**Exercise aim**
Convert the lines of the entries, starting at the line that contains "Return the mask of every instance of the rose bloom." and ending at the line that contains "POLYGON ((635 626, 999", both included, into a JSON list of strings with one string per line and blank lines omitted. Include no other lines.

**Material for the task**
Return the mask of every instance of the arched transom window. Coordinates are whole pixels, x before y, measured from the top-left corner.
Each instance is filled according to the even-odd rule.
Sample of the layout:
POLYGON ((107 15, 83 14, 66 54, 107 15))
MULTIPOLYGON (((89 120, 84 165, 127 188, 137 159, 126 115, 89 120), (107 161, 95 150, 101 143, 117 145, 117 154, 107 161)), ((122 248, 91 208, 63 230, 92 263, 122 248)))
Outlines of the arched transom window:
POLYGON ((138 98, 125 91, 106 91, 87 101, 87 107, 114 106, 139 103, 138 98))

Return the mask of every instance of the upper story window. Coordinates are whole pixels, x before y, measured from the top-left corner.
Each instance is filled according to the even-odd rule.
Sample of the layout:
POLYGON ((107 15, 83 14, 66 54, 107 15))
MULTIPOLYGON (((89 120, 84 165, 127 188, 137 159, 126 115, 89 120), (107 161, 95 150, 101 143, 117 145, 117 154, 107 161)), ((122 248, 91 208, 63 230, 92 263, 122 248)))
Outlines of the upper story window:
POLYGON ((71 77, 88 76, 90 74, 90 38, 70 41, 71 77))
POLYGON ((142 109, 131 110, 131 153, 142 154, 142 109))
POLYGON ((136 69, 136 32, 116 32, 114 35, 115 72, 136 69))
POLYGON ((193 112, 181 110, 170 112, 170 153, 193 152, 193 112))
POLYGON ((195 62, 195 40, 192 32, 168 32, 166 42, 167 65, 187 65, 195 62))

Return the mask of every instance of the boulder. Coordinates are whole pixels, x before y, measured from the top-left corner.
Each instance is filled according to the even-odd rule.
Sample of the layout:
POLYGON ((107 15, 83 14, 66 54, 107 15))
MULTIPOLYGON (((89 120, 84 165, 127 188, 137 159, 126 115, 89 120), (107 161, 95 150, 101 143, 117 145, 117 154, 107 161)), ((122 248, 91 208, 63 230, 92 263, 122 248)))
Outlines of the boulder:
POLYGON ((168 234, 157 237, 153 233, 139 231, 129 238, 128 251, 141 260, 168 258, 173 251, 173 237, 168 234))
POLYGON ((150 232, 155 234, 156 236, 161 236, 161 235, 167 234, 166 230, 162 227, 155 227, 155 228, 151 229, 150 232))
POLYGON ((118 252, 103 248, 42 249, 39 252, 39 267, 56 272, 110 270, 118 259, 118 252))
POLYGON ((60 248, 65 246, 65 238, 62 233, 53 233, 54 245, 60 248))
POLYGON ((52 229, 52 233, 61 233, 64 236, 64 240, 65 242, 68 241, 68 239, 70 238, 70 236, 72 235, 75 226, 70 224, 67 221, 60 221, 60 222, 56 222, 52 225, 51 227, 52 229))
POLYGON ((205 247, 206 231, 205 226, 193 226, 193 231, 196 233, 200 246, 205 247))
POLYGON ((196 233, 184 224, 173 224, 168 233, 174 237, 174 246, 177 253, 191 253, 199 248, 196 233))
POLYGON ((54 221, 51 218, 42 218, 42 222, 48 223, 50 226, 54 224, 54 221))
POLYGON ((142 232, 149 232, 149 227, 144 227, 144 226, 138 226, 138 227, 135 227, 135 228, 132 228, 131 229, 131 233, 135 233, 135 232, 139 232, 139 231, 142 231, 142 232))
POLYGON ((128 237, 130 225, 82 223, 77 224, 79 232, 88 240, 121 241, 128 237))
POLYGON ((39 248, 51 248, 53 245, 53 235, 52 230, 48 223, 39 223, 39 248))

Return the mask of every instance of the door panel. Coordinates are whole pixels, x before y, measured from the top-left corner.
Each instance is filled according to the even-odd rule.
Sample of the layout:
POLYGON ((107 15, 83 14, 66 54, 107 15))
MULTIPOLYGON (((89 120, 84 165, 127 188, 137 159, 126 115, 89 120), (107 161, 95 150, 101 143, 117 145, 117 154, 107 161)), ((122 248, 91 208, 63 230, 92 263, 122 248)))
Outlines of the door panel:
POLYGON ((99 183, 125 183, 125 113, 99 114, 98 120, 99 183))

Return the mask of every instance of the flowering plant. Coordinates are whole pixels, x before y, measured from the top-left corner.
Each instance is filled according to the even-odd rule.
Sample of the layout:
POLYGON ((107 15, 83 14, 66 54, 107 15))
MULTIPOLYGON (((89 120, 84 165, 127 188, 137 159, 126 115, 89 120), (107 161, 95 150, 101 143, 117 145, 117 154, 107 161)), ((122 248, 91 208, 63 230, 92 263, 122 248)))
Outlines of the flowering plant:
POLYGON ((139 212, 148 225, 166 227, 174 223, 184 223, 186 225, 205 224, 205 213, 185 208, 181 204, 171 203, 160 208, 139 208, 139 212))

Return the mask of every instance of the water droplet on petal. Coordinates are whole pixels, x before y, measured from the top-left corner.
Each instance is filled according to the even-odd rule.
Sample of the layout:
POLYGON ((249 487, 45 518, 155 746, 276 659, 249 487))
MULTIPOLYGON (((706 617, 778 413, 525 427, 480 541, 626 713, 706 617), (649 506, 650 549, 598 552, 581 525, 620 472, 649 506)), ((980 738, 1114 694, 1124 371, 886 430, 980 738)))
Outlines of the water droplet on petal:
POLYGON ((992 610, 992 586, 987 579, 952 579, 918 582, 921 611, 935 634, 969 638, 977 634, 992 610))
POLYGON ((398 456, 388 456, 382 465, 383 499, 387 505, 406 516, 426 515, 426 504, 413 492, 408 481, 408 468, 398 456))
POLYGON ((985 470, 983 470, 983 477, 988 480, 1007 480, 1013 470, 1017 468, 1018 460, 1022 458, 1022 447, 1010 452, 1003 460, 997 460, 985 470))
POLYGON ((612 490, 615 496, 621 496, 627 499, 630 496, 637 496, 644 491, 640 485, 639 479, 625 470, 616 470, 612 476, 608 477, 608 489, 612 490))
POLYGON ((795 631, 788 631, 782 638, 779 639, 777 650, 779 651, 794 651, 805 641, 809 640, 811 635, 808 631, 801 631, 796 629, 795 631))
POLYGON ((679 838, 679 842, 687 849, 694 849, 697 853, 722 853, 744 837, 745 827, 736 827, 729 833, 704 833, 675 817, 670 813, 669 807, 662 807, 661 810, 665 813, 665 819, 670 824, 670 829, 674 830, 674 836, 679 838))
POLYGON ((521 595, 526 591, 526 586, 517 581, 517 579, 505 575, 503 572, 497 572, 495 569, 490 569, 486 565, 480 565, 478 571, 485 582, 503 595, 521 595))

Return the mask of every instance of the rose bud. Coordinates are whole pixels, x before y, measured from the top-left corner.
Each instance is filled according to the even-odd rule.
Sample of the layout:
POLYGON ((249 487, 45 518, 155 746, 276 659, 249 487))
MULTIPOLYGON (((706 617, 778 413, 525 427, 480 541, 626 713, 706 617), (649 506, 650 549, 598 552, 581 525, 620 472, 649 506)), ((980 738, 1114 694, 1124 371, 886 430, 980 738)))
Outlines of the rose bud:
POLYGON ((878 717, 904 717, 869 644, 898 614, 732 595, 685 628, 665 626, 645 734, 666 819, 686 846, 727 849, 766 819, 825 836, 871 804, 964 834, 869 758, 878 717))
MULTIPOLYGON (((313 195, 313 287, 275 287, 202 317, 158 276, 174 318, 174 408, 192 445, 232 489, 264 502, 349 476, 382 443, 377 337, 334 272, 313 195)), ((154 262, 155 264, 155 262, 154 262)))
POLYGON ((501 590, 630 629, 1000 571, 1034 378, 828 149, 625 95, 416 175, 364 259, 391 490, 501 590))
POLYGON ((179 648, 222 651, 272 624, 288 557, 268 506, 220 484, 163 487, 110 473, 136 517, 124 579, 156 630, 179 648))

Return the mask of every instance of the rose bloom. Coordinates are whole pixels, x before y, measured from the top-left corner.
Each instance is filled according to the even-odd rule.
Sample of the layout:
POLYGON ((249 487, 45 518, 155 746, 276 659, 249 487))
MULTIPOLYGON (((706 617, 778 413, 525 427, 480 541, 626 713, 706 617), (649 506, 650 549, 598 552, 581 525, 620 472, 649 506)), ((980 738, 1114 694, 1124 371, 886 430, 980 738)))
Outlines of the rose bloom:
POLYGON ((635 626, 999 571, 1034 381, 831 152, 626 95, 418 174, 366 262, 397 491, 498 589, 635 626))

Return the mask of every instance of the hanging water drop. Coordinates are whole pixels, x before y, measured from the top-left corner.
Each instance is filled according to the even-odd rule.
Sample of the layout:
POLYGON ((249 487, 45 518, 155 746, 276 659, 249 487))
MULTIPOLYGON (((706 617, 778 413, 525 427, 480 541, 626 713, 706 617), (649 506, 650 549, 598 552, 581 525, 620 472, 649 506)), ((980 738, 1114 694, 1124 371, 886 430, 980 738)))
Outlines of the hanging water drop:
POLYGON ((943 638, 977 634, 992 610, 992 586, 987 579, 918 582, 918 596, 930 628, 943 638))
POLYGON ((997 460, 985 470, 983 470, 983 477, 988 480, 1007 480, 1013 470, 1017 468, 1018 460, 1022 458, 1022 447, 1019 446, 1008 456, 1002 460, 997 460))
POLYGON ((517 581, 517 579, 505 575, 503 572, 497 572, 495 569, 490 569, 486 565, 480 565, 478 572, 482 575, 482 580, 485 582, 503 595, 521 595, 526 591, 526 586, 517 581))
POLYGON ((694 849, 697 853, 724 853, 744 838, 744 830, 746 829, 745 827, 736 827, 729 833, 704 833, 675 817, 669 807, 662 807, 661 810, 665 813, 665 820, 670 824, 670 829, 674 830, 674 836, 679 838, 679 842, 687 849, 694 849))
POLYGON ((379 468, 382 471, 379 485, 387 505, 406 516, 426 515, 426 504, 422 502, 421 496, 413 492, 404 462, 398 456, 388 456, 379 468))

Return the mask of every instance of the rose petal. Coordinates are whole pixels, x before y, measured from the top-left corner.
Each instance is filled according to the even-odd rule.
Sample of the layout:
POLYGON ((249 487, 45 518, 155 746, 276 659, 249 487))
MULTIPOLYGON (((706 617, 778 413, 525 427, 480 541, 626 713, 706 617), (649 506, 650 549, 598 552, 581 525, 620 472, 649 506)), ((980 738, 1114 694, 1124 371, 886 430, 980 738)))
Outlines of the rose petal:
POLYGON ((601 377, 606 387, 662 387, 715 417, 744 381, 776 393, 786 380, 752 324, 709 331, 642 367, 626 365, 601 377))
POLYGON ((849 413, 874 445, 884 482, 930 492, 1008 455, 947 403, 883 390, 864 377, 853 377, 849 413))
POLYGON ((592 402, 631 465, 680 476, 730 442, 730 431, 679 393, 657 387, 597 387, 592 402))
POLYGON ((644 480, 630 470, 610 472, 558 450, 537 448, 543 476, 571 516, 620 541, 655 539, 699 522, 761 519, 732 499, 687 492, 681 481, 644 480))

**Response for this exercise**
[
  "Return the mask of every instance of the rose bloom. Coordinates are whole pixels, x before y, measured from the top-left corner.",
  "Each instance is filled according to the even-odd rule.",
  "Sample of the layout:",
  "POLYGON ((249 487, 45 518, 155 746, 276 659, 249 487))",
  "MULTIPOLYGON (((706 617, 778 413, 525 427, 480 541, 626 713, 706 617), (649 506, 650 549, 598 552, 581 525, 620 472, 649 506)), ((980 738, 1114 694, 1124 371, 886 430, 980 738)))",
  "Outlines of the rose bloom:",
  "POLYGON ((635 626, 999 571, 1034 381, 831 152, 626 95, 418 174, 366 262, 397 491, 498 589, 635 626))"
]